### [THE TASK]
Count the lines in the material that contain the word "concrete", and reply with the number alone.

** START OF RECORDS FOR THIS TASK **

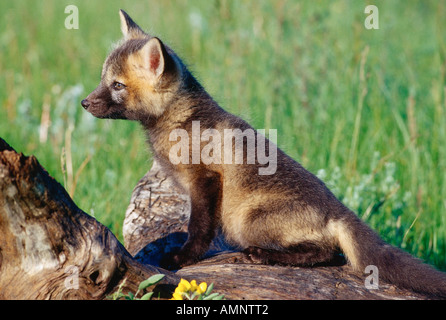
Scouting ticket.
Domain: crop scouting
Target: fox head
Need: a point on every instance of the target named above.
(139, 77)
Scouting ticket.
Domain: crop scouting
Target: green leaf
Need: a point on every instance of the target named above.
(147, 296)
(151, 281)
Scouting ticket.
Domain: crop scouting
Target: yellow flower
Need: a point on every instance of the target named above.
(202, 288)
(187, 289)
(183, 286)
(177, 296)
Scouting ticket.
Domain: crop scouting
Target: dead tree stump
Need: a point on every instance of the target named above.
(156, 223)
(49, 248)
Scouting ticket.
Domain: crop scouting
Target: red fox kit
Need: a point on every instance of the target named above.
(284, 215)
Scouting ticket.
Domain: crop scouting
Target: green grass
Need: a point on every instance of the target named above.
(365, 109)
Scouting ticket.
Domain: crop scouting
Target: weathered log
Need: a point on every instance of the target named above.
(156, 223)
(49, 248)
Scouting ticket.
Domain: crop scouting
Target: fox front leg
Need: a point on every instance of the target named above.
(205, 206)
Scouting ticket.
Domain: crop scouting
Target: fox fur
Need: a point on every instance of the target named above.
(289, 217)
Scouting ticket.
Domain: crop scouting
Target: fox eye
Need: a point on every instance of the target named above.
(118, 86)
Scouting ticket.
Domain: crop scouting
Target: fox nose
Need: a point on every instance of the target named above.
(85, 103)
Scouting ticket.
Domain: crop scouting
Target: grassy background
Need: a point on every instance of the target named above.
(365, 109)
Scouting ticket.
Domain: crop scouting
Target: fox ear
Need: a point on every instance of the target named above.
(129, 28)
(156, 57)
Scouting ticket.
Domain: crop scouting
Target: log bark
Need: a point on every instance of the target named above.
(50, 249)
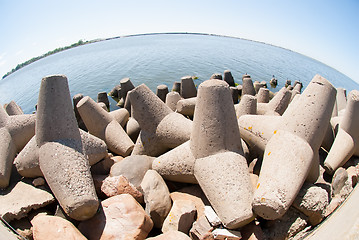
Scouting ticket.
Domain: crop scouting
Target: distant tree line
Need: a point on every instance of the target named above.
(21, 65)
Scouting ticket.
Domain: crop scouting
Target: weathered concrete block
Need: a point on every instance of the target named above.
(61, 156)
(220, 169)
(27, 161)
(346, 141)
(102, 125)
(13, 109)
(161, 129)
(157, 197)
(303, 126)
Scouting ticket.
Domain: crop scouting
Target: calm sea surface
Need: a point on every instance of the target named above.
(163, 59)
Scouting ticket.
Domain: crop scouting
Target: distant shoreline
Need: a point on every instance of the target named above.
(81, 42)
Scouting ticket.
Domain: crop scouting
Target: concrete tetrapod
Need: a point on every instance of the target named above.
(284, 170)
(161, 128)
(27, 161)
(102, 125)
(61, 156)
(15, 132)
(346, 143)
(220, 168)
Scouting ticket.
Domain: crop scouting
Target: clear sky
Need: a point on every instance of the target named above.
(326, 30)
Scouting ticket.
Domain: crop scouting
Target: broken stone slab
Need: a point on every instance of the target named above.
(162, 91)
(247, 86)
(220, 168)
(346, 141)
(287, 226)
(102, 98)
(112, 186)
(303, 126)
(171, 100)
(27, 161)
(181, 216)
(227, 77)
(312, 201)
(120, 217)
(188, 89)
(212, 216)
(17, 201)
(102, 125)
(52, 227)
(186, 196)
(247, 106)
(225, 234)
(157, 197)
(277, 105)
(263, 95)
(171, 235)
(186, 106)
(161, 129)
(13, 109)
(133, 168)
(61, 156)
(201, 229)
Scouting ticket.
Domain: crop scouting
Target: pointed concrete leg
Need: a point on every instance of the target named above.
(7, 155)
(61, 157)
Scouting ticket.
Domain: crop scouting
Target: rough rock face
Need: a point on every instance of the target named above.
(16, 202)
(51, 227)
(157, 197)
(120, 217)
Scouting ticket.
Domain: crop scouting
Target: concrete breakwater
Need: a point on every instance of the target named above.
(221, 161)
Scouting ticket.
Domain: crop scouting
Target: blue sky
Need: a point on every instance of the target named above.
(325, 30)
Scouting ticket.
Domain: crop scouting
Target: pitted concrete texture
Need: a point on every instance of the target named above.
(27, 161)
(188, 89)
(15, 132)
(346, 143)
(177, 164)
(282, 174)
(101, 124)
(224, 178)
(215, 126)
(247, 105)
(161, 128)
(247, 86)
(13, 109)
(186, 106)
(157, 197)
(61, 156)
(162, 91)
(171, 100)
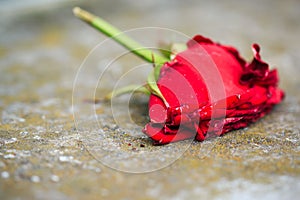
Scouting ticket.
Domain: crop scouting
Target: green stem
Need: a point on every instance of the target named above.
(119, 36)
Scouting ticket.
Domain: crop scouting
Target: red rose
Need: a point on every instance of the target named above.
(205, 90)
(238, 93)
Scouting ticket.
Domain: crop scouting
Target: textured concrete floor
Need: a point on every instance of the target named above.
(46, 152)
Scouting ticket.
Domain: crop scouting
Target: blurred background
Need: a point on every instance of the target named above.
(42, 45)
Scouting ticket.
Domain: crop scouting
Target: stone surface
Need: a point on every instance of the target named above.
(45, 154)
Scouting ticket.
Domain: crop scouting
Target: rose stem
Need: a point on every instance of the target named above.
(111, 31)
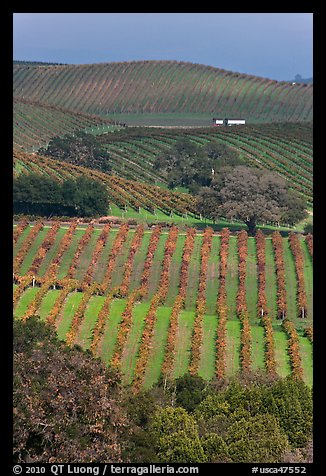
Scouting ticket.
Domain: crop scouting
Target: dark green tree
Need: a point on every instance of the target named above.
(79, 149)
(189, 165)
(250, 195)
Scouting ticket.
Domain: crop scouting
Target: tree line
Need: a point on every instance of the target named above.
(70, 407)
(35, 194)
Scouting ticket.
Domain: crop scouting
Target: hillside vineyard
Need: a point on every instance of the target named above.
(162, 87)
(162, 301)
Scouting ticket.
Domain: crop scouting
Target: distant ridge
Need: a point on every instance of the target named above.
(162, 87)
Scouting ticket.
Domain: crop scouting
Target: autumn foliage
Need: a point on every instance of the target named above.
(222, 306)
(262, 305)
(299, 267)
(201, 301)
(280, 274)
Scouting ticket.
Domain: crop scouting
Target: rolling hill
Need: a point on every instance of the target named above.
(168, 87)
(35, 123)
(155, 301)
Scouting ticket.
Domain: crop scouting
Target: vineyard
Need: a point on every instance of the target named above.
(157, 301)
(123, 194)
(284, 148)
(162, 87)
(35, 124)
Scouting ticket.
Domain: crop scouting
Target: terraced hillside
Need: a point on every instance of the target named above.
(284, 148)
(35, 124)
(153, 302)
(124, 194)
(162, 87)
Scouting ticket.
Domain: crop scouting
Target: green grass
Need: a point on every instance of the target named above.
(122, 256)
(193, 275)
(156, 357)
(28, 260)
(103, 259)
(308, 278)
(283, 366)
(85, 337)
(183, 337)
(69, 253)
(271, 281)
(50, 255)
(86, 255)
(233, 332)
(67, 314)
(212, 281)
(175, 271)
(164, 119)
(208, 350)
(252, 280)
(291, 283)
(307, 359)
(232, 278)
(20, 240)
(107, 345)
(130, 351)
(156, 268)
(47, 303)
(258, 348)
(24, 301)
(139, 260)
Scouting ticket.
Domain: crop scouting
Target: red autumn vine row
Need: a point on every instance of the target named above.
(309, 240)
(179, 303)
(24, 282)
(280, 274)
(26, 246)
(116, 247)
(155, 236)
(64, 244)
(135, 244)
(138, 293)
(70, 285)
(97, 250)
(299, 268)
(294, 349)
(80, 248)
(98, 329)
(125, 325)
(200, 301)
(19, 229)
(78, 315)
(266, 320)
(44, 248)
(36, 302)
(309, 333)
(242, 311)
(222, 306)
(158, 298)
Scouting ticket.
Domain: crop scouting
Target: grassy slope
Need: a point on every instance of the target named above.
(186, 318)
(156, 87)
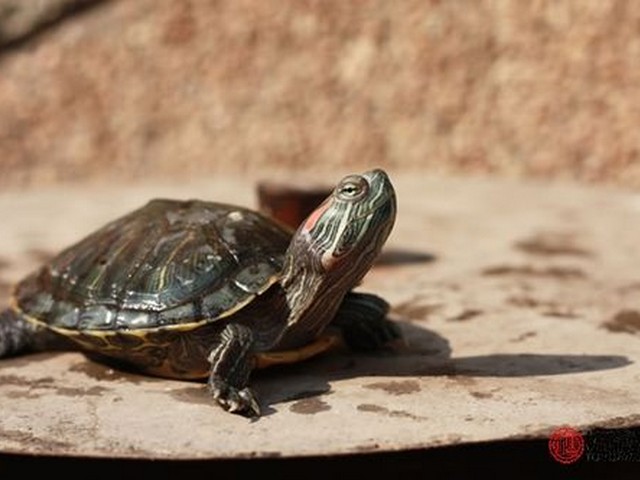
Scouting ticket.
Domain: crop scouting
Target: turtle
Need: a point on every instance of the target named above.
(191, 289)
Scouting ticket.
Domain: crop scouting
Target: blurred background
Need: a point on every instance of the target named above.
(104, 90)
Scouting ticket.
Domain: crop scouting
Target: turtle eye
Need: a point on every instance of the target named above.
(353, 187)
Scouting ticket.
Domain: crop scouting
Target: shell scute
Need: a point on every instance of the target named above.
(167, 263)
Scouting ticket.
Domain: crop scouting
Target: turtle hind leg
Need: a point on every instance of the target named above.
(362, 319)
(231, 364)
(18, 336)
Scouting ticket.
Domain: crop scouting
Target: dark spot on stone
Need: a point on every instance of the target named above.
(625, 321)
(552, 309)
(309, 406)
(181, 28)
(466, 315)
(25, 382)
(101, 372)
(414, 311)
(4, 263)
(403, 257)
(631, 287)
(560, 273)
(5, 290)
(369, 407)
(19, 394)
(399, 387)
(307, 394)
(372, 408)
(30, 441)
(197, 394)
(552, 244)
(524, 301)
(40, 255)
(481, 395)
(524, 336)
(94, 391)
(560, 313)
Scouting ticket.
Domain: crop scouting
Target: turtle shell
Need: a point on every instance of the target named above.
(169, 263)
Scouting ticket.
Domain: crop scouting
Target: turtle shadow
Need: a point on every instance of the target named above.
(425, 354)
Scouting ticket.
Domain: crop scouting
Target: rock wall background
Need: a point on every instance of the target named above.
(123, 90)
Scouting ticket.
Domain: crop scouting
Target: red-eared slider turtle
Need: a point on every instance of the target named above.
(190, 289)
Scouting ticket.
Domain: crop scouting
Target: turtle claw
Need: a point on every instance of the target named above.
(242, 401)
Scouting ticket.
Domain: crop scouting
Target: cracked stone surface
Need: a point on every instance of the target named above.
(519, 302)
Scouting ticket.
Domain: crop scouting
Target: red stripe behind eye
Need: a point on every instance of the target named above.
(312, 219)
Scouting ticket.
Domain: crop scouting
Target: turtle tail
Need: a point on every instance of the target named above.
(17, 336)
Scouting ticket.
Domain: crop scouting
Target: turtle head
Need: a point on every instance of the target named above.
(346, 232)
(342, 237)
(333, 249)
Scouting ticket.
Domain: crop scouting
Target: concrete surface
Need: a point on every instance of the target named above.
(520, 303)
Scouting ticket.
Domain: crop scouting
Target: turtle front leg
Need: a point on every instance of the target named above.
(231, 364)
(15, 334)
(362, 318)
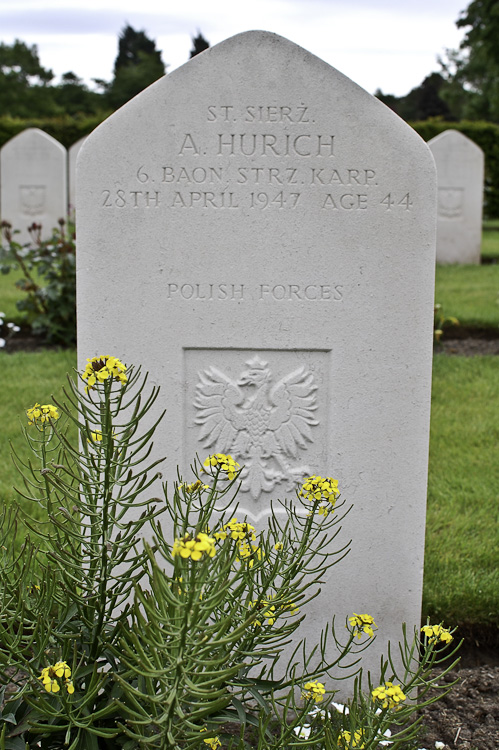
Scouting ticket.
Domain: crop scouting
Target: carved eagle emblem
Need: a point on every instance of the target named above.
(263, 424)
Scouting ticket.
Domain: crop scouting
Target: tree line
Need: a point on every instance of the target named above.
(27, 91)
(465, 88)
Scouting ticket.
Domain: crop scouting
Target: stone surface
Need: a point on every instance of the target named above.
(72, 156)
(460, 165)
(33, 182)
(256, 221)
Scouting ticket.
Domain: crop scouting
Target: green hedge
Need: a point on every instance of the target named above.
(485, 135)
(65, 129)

** END OF RECORDS FOR THIS TASK **

### [TASK ANSWER]
7